» PROMPT:
The entries below are to be transcribed in full, without their images.

» RECORDED DATA:

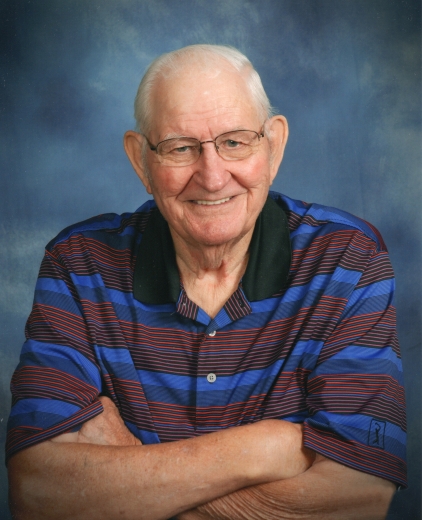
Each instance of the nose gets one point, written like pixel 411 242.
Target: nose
pixel 211 171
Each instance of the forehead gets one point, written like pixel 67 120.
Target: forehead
pixel 198 99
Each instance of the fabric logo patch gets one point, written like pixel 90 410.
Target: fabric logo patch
pixel 376 433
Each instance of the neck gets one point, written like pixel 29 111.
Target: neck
pixel 211 274
pixel 198 259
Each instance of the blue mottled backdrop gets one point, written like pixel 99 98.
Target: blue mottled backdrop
pixel 345 73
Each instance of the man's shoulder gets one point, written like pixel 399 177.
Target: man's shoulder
pixel 313 218
pixel 107 226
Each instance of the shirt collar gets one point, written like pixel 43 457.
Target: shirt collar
pixel 156 278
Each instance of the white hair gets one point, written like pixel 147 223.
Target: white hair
pixel 205 55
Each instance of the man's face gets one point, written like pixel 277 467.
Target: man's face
pixel 213 201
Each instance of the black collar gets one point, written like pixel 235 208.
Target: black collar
pixel 156 278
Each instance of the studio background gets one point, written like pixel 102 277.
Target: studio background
pixel 346 74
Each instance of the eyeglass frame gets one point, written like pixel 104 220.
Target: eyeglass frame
pixel 154 148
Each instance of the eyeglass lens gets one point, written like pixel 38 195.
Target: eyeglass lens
pixel 233 146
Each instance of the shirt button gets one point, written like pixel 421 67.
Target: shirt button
pixel 211 377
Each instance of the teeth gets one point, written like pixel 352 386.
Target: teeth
pixel 212 202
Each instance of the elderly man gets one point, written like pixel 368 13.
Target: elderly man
pixel 223 352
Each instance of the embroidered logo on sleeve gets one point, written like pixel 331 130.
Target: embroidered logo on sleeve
pixel 376 433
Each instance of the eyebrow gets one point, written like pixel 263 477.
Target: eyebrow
pixel 173 135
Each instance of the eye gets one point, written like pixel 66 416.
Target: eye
pixel 231 143
pixel 182 149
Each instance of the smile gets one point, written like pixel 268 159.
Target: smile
pixel 212 202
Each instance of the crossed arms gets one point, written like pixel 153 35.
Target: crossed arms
pixel 257 471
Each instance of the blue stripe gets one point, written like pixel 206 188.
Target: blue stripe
pixel 376 289
pixel 51 406
pixel 64 358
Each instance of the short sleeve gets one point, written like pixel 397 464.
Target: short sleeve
pixel 355 393
pixel 56 385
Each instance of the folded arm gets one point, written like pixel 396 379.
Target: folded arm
pixel 103 472
pixel 327 490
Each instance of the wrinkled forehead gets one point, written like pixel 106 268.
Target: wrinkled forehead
pixel 201 89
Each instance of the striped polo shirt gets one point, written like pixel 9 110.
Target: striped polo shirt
pixel 308 336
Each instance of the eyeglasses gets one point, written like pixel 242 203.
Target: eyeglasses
pixel 230 146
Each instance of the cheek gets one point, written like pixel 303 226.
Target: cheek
pixel 167 183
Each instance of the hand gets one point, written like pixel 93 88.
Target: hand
pixel 107 429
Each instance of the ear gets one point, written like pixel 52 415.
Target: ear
pixel 277 131
pixel 132 143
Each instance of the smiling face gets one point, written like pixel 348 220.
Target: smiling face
pixel 213 201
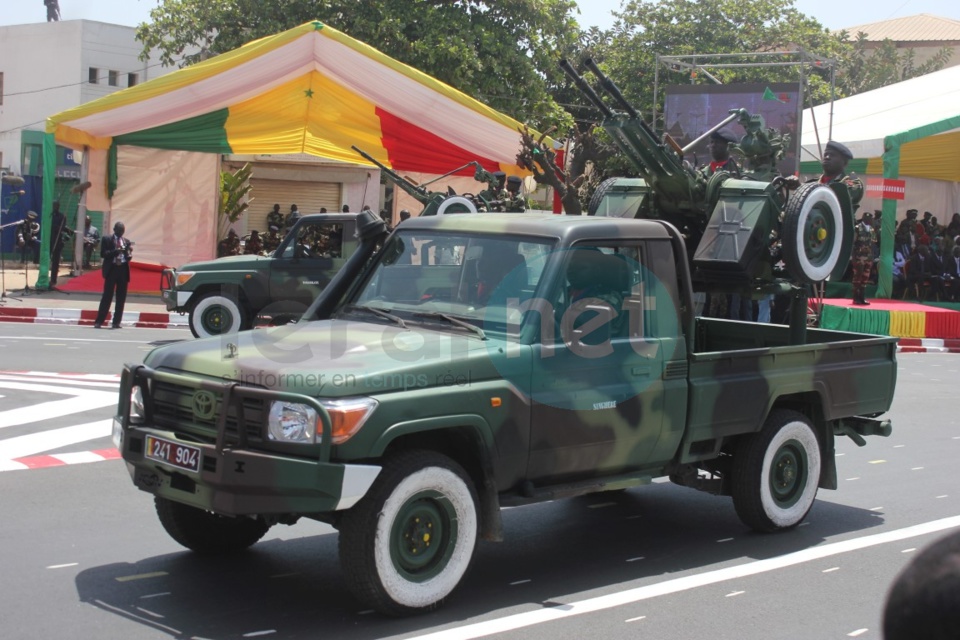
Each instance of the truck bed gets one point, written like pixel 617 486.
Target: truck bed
pixel 739 370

» FINISHED EXERCISE:
Each instance of the nose gets one point, written like pixel 411 242.
Target: nose
pixel 211 171
Each instance of the forehead gets one point, written like pixel 67 120.
Target: forehead
pixel 198 99
Each instance of the fabric logo patch gets one point, written like pixel 90 410.
Target: fabric logo patch
pixel 376 433
Each instance of the neck gets one point, written like pixel 29 111.
Target: neck
pixel 211 274
pixel 198 259
Each instance of the blue mottled backdrop gets one point, written like pixel 99 98.
Target: blue mottled backdrop
pixel 345 73
Each instance of the man's shoulder gets one point, written like pixel 399 177.
Target: man's shoulder
pixel 313 218
pixel 107 226
Each instance of the shirt collar gets one point, written like pixel 43 457.
Target: shirt collar
pixel 156 278
Each instance of the white hair gets one point, written like pixel 147 223.
Target: white hair
pixel 205 55
Each instance of the man's face gets one point, written like pixel 277 467.
Target: man's face
pixel 213 201
Each instance of the black collar gets one point, written like pixel 235 208.
Target: black collar
pixel 156 278
Each instance of the studio background gets one point, written like pixel 102 277.
Target: studio background
pixel 346 74
Each instance of the eyeglass frame gets one point, written like pixel 104 220.
Target: eyeglass frame
pixel 154 148
Each instance of the eyeglass lens gets one point, written like pixel 38 195.
Target: eyeglass lens
pixel 233 146
Each instance of the shirt button gets one point, written like pixel 421 67.
Target: shirt button
pixel 211 377
Each instance of the teeth gets one point, written like pixel 352 386.
Target: teeth
pixel 212 202
Each instance of the elderly man gets one point, written like pixel 368 13.
Target: elderly man
pixel 223 352
Each instance of the embroidered logo on sleeve gets one point, written like pixel 331 130.
Target: embroidered logo on sleeve
pixel 376 433
Each instance of the eyebrow gets one point, written like pixel 263 477.
Target: eyebrow
pixel 173 135
Each instance of the eye gets one point, written like pixel 66 416.
Target: eye
pixel 231 143
pixel 182 149
Each instance of the smile gets one point, written like pixel 268 159.
Target: smile
pixel 212 202
Each instance of the crossed arms gets one point, written like pixel 153 35.
Target: crossed arms
pixel 257 471
Each instance of the blue stripe gets one point, written like pixel 206 188.
Target: blue stripe
pixel 376 289
pixel 51 406
pixel 64 358
Each instance of the short sleeve gets one point, written like pixel 397 464.
Target: short sleeve
pixel 355 393
pixel 56 385
Each instance of the folded arm gets one point, written like pixel 396 379.
Target: folded arm
pixel 103 472
pixel 327 490
Each instance of the wrinkled forehead gets one point, written like pixel 106 268.
Target: wrinkled forehead
pixel 201 89
Each instance of the striped polo shirt gets one point, written like pixel 9 110.
Target: striped polo shirt
pixel 308 336
Each instance of the eyeglasses gets one point, written like pixel 242 203.
Target: eyeglasses
pixel 230 146
Each instance of the cheek gets one point, written like pixel 303 226.
Target: cheek
pixel 167 183
Each instance of the hand gets one point, written like pixel 93 88.
Target: hand
pixel 107 429
Each instance of the ear gets one point, written like pixel 52 415.
Target: ear
pixel 277 131
pixel 132 143
Each instance of the smiling face gets one point, written like pixel 348 220.
Target: smiling face
pixel 213 201
Each instance of the truck bed gets one point, written like pixel 617 486.
Target: truck bed
pixel 739 370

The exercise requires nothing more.